## begin Source text
Re: [RFC PATCH 0/8] Introducte Reserved THP

Linux-mm Archive on lore.kernel.org
 help / color / mirror / Atom feed

From: "Zi Yan" <ziy@nvidia.com>
To: "David Hildenbrand (Arm)" <david@kernel.org>,
	"Qi Zheng" <qi.zheng@linux.dev>, <akpm@linux-foundation.org>,
	<ljs@kernel.org>, <baolin.wang@linux.alibaba.com>,
	<liam@infradead.org>, <npache@redhat.com>, <ryan.roberts@arm.com>,
	<dev.jain@arm.com>, <baohua@kernel.org>, <lance.yang@linux.dev>,
	<muchun.song@linux.dev>, <osalvador@suse.de>, <chrisl@kernel.org>,
	<kasong@tencent.com>, <shikemeng@huaweicloud.com>,
	<nphamcs@gmail.com>, <baoquan.he@linux.dev>,
	<youngjun.park@lge.com>, <peterx@redhat.com>,
	<usama.arif@linux.dev>, <willy@infradead.org>,
	<vbabka@kernel.org>, <surenb@google.com>, <mhocko@suse.com>,
	<jackmanb@google.com>, <hannes@cmpxchg.org>
Cc: <linux-mm@kvack.org>, <linux-kernel@vger.kernel.org>,
	"Qi Zheng" <zhengqi.arch@bytedance.com>
Subject: Re: [RFC PATCH 0/8] Introducte Reserved THP
Date: Tue, 30 Jun 2026 19:45:08 -0400	[thread overview]
Message-ID: <DJMS84Y4KYDY.26GNQPOZ6G4L7@nvidia.com> (raw)
In-Reply-To: <e2bd33d5-4de5-49cd-970f-9e80eec91a3b@kernel.org>

On Mon Jun 29, 2026 at 8:20 AM EDT, David Hildenbrand (Arm) wrote:
> On 6/27/26 09:21, Qi Zheng wrote:
>> From: Qi Zheng <zhengqi.arch@bytedance.com>
>> 
>> Hi all,
>> 
>
> Hi,
>
>> This RFC patchset introduces a new feature called "Reserved THP", and I'd like
>> to open up a discussion on how to use this as a stepping stone toward unifying
>> HugeTLB and THP (Transparent Huge Page).
>> 
>> 1. Background
>> =============
>> 
>> Currently, two huge page solutions co-exist in the kernel:
>> 
>> 1. HugeTLB: Supports reservation, guaranteeing successful allocation within the
>>             reserved pool. However, it does not support features like swap. And
>>             it is a relatively independent subsystem.
>> 2. THP: Does not support reservation and may fail to allocate and fallback to
>>         small pages when system memory is fragmented, but it is more tightly
>>         integrated with mm core and supports features like swap.
>> 
>> Both have their pros and cons. However, in one of our internal scenarios, it
>> seems we need to combine the features of both to meet the requirements.
>> 
>> In our internal scenario, a user process needs to reserve double the amount
>> of Hugetlb memory due to hot-upgrade requirements. For example, if the
>> process needs 16GB of Hugetlb, an additional 16GB is required during the
>> hot-upgrade to satisfy memory allocations. After the upgrade, the old
>> process exits and releases the 16GB of HugeTLB. Therefore, in most cases,
>> the extra 16GB of HugeTLB is wasted.
## end Source text
> _Directives_
[a] Print the part of the Reserved THP mailing-list message between "In-Reply-To: <e2bd33d5-4de5-49cd-970f-9e80eec91a3b@kernel.org>" and "(Transparent Huge Page).", inclusive.
[b] Pick up the Reserved THP mailing-list message after its last shown sentence and keep writing it.
## begin Record list
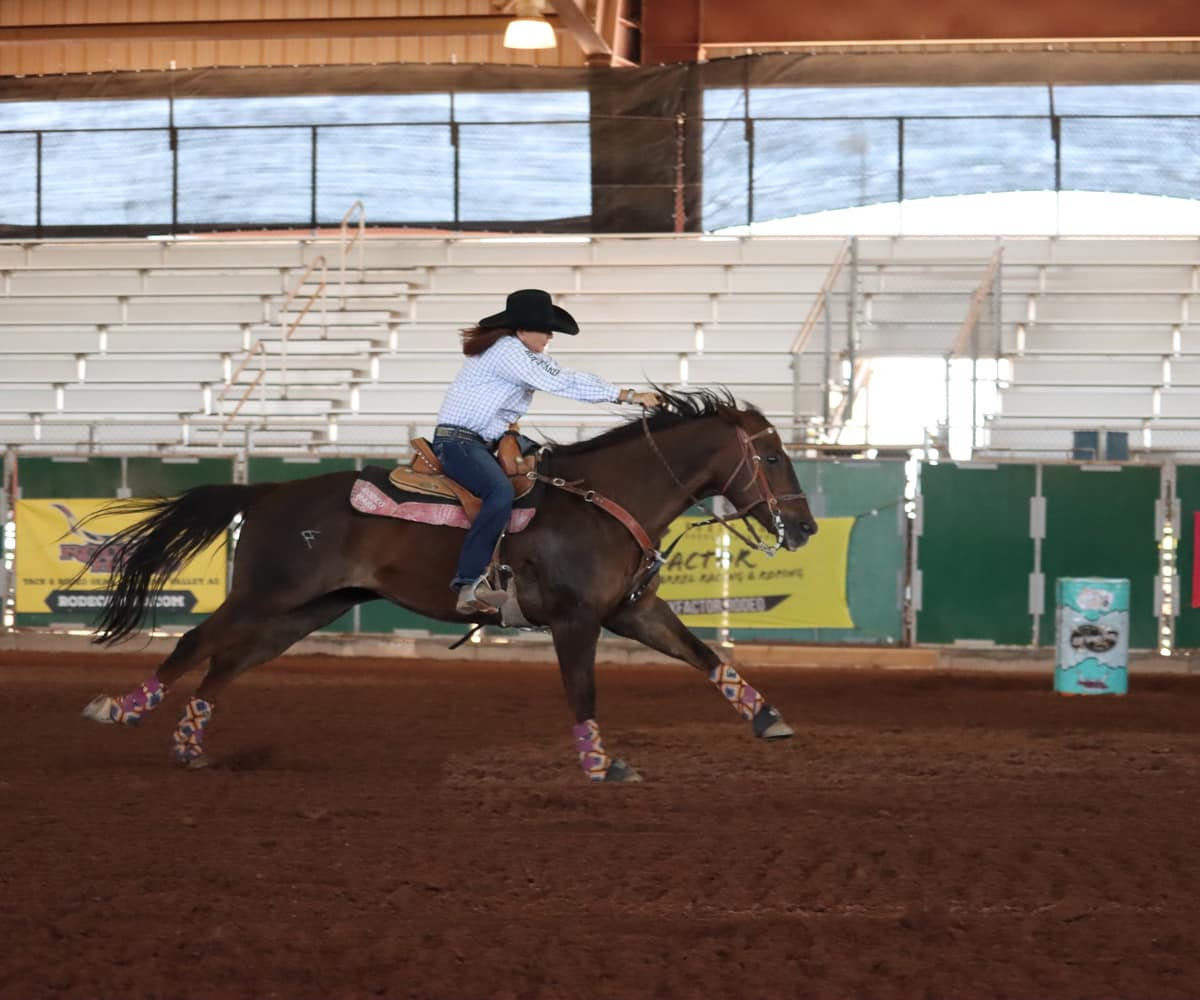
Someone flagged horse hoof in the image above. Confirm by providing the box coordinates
[604,760,642,782]
[79,694,116,725]
[754,705,796,739]
[760,719,796,739]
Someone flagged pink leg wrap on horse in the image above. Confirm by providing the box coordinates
[708,663,767,719]
[571,719,612,782]
[108,675,167,725]
[173,697,212,764]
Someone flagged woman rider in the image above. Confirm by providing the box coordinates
[432,288,661,615]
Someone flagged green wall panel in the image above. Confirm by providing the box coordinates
[126,459,233,497]
[17,457,121,499]
[1175,466,1200,649]
[917,462,1037,646]
[1038,465,1162,649]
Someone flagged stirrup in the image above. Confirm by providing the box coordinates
[454,573,505,615]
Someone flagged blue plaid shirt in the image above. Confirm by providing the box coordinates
[438,336,620,441]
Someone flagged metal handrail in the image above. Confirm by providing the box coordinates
[280,255,329,395]
[217,339,266,432]
[217,255,329,433]
[337,198,367,299]
[788,236,851,355]
[946,246,1004,358]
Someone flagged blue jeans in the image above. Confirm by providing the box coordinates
[432,437,512,589]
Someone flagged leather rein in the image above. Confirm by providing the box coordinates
[526,408,805,601]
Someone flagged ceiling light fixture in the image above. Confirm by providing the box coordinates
[504,0,558,49]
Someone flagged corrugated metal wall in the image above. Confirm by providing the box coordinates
[0,0,584,76]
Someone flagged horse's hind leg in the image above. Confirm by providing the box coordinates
[552,613,642,782]
[604,597,793,739]
[172,591,362,768]
[83,601,233,725]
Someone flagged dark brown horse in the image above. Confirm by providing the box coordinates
[84,390,817,780]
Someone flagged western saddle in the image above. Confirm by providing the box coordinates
[388,424,536,522]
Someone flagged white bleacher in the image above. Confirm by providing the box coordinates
[0,235,1200,454]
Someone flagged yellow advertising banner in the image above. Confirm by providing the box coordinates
[14,498,226,621]
[659,517,854,629]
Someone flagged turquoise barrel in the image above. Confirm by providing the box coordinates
[1054,576,1129,694]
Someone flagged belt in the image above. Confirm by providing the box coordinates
[433,424,491,448]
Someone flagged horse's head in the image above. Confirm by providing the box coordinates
[716,407,817,552]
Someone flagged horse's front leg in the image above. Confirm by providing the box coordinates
[604,595,793,739]
[551,613,642,782]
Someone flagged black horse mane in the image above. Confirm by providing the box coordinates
[550,385,757,455]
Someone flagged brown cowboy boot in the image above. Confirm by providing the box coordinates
[455,573,506,615]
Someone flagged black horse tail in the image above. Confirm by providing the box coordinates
[85,483,277,646]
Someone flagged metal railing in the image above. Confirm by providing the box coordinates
[790,236,858,432]
[0,109,1200,235]
[216,255,329,436]
[337,198,367,299]
[946,245,1004,450]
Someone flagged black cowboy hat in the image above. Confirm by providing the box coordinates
[479,288,580,336]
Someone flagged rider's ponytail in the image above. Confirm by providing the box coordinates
[462,327,516,358]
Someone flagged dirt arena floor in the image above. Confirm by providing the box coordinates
[0,653,1200,1000]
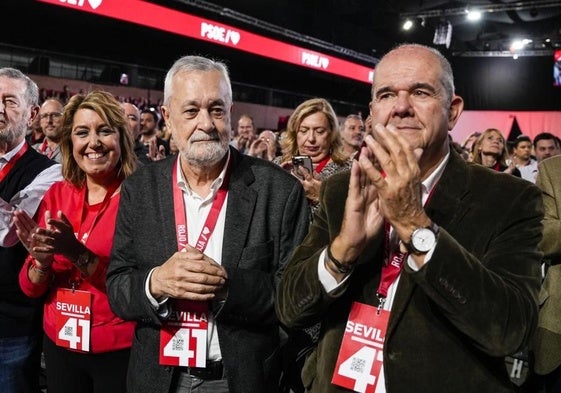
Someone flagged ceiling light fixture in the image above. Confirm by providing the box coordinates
[466,10,481,22]
[401,19,413,31]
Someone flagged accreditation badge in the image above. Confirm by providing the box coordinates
[160,300,208,367]
[55,288,92,352]
[331,302,390,393]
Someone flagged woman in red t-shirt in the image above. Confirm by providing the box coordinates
[15,90,136,393]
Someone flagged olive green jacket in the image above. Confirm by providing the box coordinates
[533,156,561,374]
[276,152,543,393]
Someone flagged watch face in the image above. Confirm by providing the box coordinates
[411,228,436,252]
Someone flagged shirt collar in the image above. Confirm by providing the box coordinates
[421,151,450,201]
[176,150,230,199]
[0,138,25,162]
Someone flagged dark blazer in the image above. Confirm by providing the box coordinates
[107,148,309,393]
[277,152,543,393]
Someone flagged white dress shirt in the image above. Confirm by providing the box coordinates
[0,140,62,247]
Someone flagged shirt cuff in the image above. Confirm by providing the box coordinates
[144,268,170,318]
[318,247,350,293]
[407,243,436,272]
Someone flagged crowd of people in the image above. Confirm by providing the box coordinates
[0,44,561,393]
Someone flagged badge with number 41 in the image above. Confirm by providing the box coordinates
[331,302,390,393]
[160,300,208,367]
[55,288,92,352]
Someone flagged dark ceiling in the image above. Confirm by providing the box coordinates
[198,0,561,57]
[4,0,561,112]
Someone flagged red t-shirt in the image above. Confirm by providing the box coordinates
[19,181,135,353]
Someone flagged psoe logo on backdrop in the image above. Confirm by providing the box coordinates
[59,0,103,10]
[302,52,329,70]
[201,22,240,45]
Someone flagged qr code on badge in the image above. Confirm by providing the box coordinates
[173,338,185,351]
[351,358,366,373]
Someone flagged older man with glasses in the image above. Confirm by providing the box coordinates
[33,98,64,163]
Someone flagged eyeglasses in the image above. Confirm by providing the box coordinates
[39,112,62,120]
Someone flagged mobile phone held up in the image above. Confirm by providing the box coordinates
[292,156,314,179]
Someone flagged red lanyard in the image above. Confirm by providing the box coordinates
[172,157,230,252]
[69,179,121,290]
[316,156,331,173]
[0,142,29,181]
[39,138,55,158]
[376,178,436,300]
[72,179,121,244]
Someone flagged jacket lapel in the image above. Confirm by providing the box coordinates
[158,156,179,253]
[222,148,257,267]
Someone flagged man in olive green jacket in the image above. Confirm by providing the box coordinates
[533,156,561,393]
[276,45,543,393]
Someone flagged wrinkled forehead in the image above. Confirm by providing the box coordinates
[372,47,443,91]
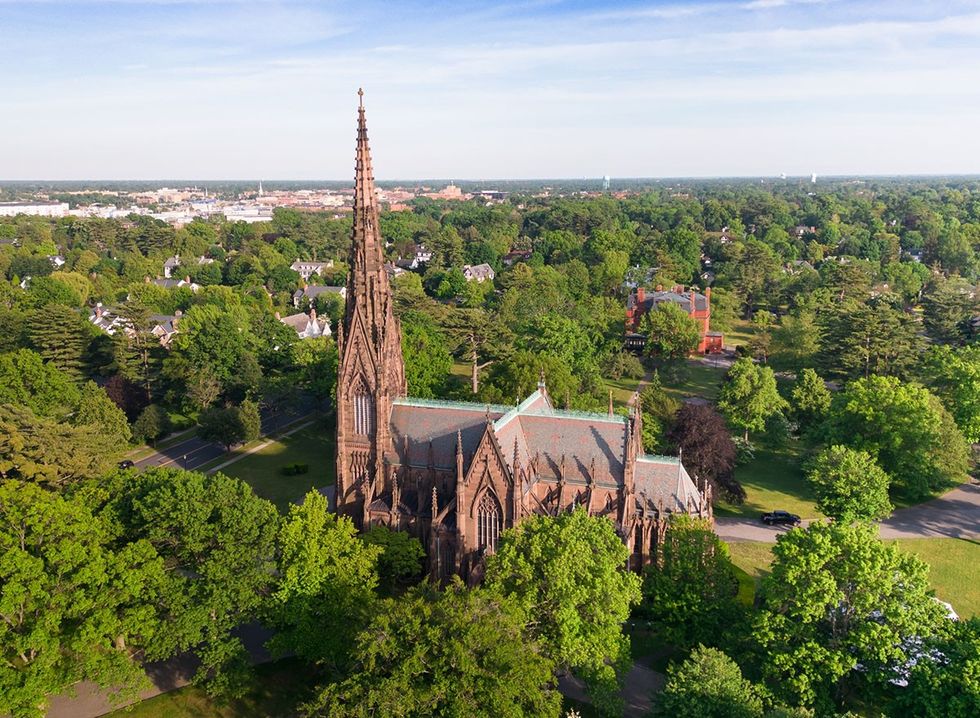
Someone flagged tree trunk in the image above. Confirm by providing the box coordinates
[472,344,480,394]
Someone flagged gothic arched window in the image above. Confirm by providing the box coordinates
[476,498,500,553]
[354,388,374,436]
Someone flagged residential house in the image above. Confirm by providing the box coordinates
[276,308,330,339]
[463,263,496,284]
[293,284,347,309]
[624,285,724,354]
[395,244,432,271]
[500,249,532,267]
[289,259,333,282]
[163,254,180,279]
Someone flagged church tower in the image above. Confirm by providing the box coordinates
[337,90,406,529]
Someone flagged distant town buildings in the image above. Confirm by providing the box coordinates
[289,259,333,282]
[463,263,496,283]
[293,284,347,309]
[276,308,330,339]
[625,285,724,354]
[0,202,68,217]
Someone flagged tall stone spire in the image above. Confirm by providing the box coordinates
[337,90,407,525]
[351,90,384,280]
[346,90,391,329]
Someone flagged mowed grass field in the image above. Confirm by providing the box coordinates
[715,440,823,519]
[728,538,980,618]
[221,421,336,512]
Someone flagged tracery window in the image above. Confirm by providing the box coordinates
[354,389,374,436]
[476,491,500,553]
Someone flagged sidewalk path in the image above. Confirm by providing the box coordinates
[715,483,980,543]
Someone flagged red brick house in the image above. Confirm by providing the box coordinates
[625,285,725,354]
[336,91,712,582]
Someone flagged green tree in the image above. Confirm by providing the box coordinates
[197,401,253,451]
[748,310,776,363]
[826,376,969,500]
[0,404,125,488]
[922,275,977,344]
[109,469,279,695]
[293,337,338,401]
[655,646,763,718]
[790,369,831,431]
[821,298,923,377]
[360,524,425,591]
[754,522,945,713]
[0,349,81,418]
[642,515,738,648]
[72,381,132,444]
[643,302,701,361]
[486,509,640,712]
[269,490,382,675]
[0,481,164,718]
[924,345,980,444]
[401,312,453,399]
[306,580,561,718]
[718,357,789,441]
[893,618,980,718]
[133,404,170,445]
[807,445,892,522]
[238,399,262,444]
[30,304,91,381]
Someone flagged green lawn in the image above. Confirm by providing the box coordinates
[221,428,336,511]
[109,658,309,718]
[660,359,727,402]
[715,439,822,519]
[603,376,640,408]
[725,319,755,347]
[728,538,980,618]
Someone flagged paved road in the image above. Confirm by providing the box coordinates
[136,408,309,478]
[715,484,980,543]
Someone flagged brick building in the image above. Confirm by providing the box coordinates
[336,91,711,580]
[624,285,725,354]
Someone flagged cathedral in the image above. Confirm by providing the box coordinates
[336,93,711,581]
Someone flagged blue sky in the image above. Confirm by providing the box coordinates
[0,0,980,180]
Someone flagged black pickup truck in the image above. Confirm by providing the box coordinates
[762,511,800,526]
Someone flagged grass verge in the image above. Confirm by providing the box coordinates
[221,422,336,512]
[715,439,823,519]
[728,538,980,618]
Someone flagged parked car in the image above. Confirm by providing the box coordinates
[762,511,800,526]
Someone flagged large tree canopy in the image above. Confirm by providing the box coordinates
[807,445,892,522]
[642,515,738,647]
[486,509,640,709]
[827,376,968,499]
[0,481,164,717]
[270,491,382,674]
[307,580,561,718]
[755,522,946,712]
[718,357,789,441]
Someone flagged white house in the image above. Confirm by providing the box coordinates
[293,284,347,309]
[289,259,333,282]
[463,263,496,283]
[276,309,331,339]
[163,254,180,279]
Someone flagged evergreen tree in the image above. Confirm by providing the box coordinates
[30,304,90,382]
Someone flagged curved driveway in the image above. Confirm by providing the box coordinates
[715,483,980,543]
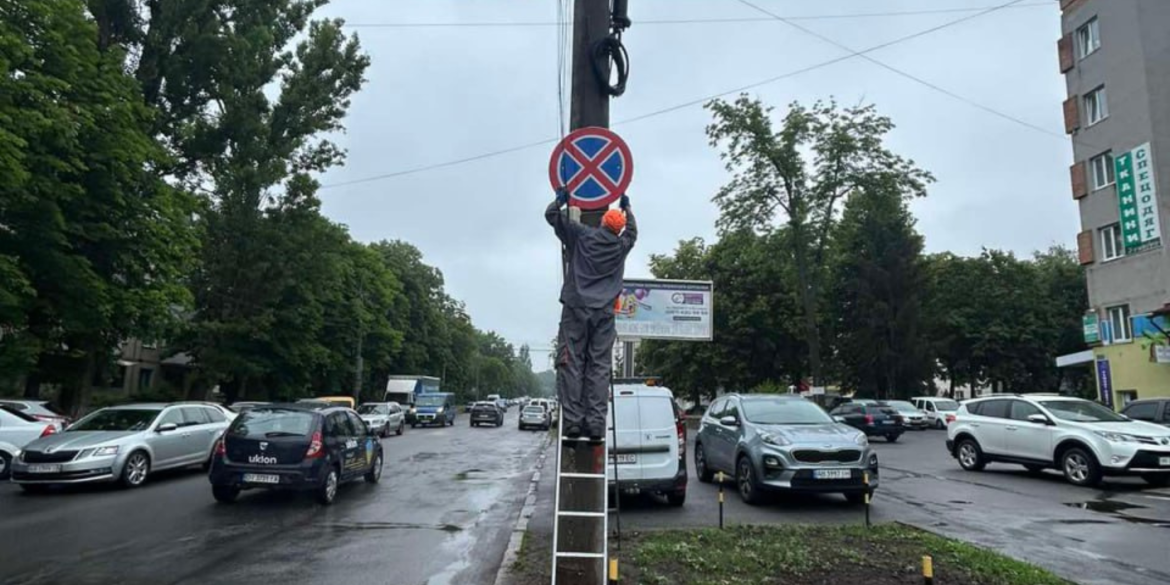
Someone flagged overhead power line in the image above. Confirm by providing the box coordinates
[738,0,1067,139]
[321,0,1043,188]
[345,1,1052,28]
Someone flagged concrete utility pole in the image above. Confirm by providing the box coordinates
[569,0,610,227]
[552,0,627,585]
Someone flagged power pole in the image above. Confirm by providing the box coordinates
[569,0,610,227]
[552,0,629,585]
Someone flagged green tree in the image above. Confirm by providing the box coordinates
[707,95,932,384]
[0,0,195,412]
[830,180,934,398]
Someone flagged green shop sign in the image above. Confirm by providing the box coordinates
[1114,143,1162,253]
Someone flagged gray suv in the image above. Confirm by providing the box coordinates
[695,394,878,504]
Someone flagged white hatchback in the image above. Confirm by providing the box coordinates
[606,384,687,505]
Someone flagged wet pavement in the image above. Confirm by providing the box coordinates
[514,431,1170,585]
[0,408,544,585]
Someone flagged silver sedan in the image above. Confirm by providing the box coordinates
[12,402,229,491]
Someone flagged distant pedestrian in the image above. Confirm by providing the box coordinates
[544,190,638,440]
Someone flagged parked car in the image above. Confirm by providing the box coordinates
[208,405,384,505]
[358,402,406,436]
[519,405,552,431]
[830,400,906,442]
[12,402,228,491]
[613,384,687,505]
[411,392,456,428]
[910,397,958,431]
[469,400,504,427]
[1121,398,1170,427]
[947,394,1170,487]
[0,408,61,481]
[0,398,73,431]
[695,394,879,504]
[886,400,930,431]
[232,401,271,414]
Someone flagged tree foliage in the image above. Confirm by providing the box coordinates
[707,95,934,383]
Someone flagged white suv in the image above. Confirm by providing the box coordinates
[947,394,1170,487]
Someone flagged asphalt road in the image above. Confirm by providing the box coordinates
[0,408,544,585]
[519,431,1170,585]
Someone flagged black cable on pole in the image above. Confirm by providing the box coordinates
[592,32,629,97]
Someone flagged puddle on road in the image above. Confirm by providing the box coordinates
[1057,500,1170,528]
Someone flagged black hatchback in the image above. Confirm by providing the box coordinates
[830,399,906,442]
[208,405,383,505]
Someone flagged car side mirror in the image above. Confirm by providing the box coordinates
[1027,414,1052,425]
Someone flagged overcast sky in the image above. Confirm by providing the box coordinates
[308,0,1079,370]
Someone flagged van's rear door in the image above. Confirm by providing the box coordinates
[636,393,679,481]
[605,386,642,482]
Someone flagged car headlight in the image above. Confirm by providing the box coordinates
[1093,431,1137,442]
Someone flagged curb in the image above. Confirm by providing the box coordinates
[495,435,552,585]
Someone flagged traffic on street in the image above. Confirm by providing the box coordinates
[0,408,546,585]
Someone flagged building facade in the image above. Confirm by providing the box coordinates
[1058,0,1170,408]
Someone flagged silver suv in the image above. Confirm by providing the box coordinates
[695,394,878,504]
[947,394,1170,487]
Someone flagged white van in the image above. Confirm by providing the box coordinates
[910,397,958,429]
[606,384,687,505]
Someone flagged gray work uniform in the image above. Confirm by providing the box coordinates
[544,201,638,435]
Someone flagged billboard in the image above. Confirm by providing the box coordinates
[615,278,715,342]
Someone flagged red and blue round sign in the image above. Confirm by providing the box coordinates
[549,126,634,209]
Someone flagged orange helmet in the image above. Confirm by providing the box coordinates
[601,209,626,234]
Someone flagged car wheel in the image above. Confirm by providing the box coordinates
[735,455,763,505]
[695,443,715,483]
[955,439,987,472]
[317,467,340,505]
[0,450,12,481]
[366,453,383,483]
[119,450,150,488]
[1060,447,1101,487]
[1142,474,1170,488]
[212,486,240,504]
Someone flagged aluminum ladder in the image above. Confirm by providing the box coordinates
[552,408,612,585]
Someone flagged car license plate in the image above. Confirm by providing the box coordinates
[243,474,281,483]
[812,469,853,480]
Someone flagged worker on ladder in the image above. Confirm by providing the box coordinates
[544,188,638,441]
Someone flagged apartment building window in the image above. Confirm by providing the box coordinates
[1089,152,1114,190]
[1099,223,1126,262]
[1076,16,1101,59]
[1085,85,1109,126]
[1104,304,1133,343]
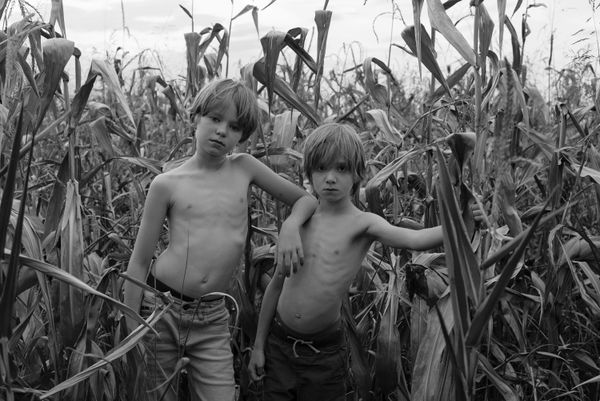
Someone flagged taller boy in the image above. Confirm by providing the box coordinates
[125,79,317,401]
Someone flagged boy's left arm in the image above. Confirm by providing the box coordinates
[242,154,318,276]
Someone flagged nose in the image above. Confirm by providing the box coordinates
[217,121,227,137]
[325,170,335,184]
## end Record list
> _Expected answers_
[a]
In-Reply-To: <e2bd33d5-4de5-49cd-970f-9e80eec91a3b@kernel.org>

On Mon Jun 29, 2026 at 8:20 AM EDT, David Hildenbrand (Arm) wrote:
> On 6/27/26 09:21, Qi Zheng wrote:
>> From: Qi Zheng <zhengqi.arch@bytedance.com>
>> 
>> Hi all,
>> 
>
> Hi,
>
>> This RFC patchset introduces a new feature called "Reserved THP", and I'd like
>> to open up a discussion on how to use this as a stepping stone toward unifying
>> HugeTLB and THP (Transparent Huge Page).

[b]
>> 
>> A straightforward idea is to use the Hugetlb CMA feature, reserving a total
>> of 32GB of hugetlb_cma. During normal operation, 16GB is consumed, and the
>> remaining 16GB can be used by other processes. During hot-upgrade, we could
>> try to migrate the memory used by other processes to allocate the required
>> extra 16GB of Hugetlb. This might work, but it still requires reserving 32GB
>> of memory.
>> 
>> We also found that during the hot upgrade, about 10GB of the old process's
>> hugetlb is actually cold memory, which could theoretically be reclaimed. In
>> extreme cases, we could reserve only 22GB of memory and reclaim the
>> remaining 10GB during the hot upgrade. But unfortunately, hugetlb currently
>> does not support swap, and supporting it seems quite difficult.
>> 
>> Therefore, we are wondering if we can introduce "reserved THP", which is THP
>> that can be reserved. It can be consumed through methods like madvise(), while
>> normal memory allocation cannot consume it.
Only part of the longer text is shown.